§ WORK TO BE COMPLETED:
Copy out the records below verbatim, beginning with the line that contains "Practice step: set one point on each instance of the bright" and continuing through the end of the records.

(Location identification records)
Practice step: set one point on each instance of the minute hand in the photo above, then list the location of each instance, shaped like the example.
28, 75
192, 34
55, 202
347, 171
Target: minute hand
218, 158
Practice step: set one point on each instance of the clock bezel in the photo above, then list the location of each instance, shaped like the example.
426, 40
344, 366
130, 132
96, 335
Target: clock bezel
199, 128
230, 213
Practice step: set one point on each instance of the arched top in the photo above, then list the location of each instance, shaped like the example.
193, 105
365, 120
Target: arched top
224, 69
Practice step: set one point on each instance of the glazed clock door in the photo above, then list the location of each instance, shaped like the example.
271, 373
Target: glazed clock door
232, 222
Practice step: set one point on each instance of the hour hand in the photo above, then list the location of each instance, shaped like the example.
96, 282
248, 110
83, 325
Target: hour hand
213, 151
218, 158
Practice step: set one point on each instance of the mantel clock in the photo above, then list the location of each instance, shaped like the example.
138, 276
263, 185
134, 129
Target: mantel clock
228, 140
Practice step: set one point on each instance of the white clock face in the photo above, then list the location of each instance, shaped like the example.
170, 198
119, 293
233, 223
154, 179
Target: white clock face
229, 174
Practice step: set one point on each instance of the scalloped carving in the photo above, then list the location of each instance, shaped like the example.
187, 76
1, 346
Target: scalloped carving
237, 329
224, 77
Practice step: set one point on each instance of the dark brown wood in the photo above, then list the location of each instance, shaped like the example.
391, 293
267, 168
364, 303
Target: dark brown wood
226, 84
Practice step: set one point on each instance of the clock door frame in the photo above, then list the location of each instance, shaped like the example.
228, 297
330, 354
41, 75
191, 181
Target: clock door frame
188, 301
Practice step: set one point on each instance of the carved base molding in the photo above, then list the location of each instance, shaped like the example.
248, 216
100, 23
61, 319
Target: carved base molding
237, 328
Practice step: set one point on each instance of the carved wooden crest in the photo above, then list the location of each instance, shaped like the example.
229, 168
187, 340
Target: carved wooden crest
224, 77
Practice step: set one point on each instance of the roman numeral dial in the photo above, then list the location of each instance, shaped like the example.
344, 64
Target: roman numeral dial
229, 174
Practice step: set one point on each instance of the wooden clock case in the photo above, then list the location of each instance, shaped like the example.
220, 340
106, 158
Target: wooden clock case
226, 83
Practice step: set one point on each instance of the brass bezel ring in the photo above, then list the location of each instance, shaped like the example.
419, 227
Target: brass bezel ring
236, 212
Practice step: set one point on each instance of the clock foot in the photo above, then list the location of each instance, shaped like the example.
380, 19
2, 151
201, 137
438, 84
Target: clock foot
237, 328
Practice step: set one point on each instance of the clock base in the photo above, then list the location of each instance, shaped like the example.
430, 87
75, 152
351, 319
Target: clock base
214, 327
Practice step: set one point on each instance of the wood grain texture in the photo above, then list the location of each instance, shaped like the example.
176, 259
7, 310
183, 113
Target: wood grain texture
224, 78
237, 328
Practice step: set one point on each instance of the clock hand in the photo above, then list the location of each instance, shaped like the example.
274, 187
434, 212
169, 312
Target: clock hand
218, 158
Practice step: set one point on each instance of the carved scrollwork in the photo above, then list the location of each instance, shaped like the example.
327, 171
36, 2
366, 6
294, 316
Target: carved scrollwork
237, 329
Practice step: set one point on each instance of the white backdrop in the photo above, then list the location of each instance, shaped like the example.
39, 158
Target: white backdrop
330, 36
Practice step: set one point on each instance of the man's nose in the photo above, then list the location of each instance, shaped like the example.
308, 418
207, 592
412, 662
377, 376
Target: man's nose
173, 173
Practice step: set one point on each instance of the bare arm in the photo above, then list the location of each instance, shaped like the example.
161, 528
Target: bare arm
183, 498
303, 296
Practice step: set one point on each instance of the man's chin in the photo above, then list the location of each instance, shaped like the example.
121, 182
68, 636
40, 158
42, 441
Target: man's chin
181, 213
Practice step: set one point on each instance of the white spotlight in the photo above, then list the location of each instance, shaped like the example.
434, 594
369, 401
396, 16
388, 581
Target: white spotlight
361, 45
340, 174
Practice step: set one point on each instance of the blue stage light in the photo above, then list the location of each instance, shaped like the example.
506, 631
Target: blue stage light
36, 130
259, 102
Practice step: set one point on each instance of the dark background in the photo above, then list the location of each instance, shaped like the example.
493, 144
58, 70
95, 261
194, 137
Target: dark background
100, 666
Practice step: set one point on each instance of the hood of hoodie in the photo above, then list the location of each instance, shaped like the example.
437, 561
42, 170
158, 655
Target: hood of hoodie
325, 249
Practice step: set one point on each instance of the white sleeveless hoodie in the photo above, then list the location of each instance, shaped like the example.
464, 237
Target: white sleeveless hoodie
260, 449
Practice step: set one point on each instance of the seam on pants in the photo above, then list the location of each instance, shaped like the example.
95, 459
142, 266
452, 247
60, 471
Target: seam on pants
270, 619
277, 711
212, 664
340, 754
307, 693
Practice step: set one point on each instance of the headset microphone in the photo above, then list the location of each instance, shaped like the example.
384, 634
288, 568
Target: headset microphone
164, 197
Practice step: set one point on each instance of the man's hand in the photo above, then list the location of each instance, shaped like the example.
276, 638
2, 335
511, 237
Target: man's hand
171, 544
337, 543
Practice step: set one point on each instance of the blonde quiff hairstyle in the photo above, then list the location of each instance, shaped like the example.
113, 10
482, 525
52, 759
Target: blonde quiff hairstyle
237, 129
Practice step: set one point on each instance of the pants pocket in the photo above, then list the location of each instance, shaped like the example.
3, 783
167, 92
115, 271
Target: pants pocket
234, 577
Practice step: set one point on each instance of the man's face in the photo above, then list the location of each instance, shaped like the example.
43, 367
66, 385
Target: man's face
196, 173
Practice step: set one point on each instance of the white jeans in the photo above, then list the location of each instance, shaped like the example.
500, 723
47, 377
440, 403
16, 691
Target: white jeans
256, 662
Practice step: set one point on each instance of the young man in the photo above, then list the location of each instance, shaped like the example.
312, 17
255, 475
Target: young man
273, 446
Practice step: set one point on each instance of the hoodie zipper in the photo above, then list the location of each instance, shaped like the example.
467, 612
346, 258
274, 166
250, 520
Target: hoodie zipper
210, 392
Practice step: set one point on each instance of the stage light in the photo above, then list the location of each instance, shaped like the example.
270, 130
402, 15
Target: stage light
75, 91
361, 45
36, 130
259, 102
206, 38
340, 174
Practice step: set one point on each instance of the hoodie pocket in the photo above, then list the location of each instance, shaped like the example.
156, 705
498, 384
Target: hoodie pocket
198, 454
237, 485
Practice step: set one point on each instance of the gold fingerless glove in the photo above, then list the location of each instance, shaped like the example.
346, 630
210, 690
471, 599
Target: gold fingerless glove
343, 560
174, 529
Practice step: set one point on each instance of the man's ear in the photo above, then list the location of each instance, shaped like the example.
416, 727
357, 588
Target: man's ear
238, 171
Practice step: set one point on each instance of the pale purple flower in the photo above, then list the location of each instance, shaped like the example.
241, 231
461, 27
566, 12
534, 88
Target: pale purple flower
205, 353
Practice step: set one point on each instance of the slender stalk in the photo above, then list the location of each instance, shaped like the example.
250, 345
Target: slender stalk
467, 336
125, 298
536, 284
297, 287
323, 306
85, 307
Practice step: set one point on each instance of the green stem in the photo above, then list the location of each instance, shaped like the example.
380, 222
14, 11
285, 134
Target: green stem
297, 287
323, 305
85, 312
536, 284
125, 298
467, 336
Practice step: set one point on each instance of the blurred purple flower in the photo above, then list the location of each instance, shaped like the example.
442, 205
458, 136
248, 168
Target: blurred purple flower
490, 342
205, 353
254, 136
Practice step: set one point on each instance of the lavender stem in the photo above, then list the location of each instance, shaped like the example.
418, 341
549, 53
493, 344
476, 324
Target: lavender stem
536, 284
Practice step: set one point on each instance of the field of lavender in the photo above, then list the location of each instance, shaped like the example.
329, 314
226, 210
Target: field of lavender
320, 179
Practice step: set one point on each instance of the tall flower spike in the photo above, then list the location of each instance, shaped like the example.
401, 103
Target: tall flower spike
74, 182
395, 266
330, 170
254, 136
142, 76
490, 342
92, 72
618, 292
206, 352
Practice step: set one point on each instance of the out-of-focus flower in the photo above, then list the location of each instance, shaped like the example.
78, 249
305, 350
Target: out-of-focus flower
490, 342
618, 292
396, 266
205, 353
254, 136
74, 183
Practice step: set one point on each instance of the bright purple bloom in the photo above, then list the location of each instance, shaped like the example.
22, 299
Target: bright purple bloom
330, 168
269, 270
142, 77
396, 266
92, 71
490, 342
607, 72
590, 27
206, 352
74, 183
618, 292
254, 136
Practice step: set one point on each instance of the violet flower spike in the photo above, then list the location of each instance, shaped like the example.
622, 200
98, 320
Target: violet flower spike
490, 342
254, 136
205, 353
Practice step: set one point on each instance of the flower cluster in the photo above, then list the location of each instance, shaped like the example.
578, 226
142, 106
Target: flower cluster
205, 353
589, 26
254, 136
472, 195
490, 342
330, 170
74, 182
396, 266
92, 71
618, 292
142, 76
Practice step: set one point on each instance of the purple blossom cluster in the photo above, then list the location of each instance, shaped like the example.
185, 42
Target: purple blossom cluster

§ RESULT OF THIS TASK:
Practice step: set one point on each instance of the bright purple bloom in the photo above, then list the location of each instance, shaped like the example.
22, 299
Target: bright purple bloom
330, 168
269, 270
142, 77
396, 266
92, 71
490, 342
607, 72
590, 27
206, 352
74, 183
618, 292
254, 136
Practice step: set one point on each instance of the violet flower spike in the photo above, then list the location of each instance, shaped like the example.
622, 200
98, 320
Target: violet flower spike
490, 342
254, 136
205, 353
Practice step: set one point on each instance of the flower cluster in the photo above, then list the location of each instance, shaped like the example.
578, 226
142, 106
Target: flower cluster
205, 353
589, 26
254, 136
472, 195
490, 342
330, 170
74, 182
396, 266
92, 71
618, 292
142, 76
Practice step: set one point on each instance of the purple blossom cluster in the photo above, then list the location of each instance, shaped like the example.
185, 42
Target: purple blossom cluster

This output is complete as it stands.